#### STATED EXERCISE:
Using the mailing-list post below about Oregon closing its school for the blind, explain in one to three sentences why the writer feels grateful to the school despite having been unhappy there.

#### DOCUMENT EXCERPT:
[Blindtlk] Oregon votes to close school for the blind

Graves, Diane dgraves at icrc.IN.gov
Fri Jun 12 12:51:32 UTC 2009


David,

I was truly impressed by your post.  I commend you for having taken the
initiative to learn Braille at age 49.  Most middle aged adults who lose
their vision, very sadly, don't opt to learn Braille.

You know, when I was a child growing up in Indiana in the 70s, I was not
very happy at the school for the blind, and always had these fantasies
about how much better my life would be if I could go to a public school
like "normal" kids.  I too, used to tell these grandiose stories about
how I was going to have an operation which would restore my vision, and
how I really had some vision, which was untrue.  This was a lot more
preposterous and difficult for me to pretend, since I was, and am
totally blind due to retinoblastoma.

However, having said all that, one thing that I gained from the school
that I have always taken for granted, and have learned that I should be
eternally grateful for  is the gift of literacy.  I use Braille every
single day of my life, and cannot imagine trying to muddle through
without it.  How independent can you be if you can't take notes, can't
label things, can't even participate in a card game.?  There just are
not words to express what a tremendous injustice is being done to
today's blind children. It's horrible!

#### INFORMATION PROVIDED:

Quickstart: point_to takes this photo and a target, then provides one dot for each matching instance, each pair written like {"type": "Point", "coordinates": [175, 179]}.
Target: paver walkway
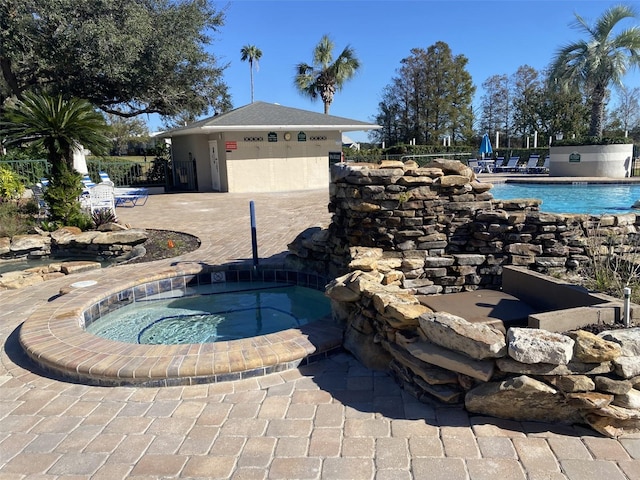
{"type": "Point", "coordinates": [331, 420]}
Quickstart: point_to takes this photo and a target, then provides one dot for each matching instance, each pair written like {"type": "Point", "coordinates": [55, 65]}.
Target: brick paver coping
{"type": "Point", "coordinates": [54, 336]}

#### SOLUTION FOR THIS TASK:
The school gave the writer literacy through Braille, which the writer uses every day and cannot imagine living without. The writer regards Braille as essential to independence, because without it a person cannot take notes, label things, or even take part in a card game.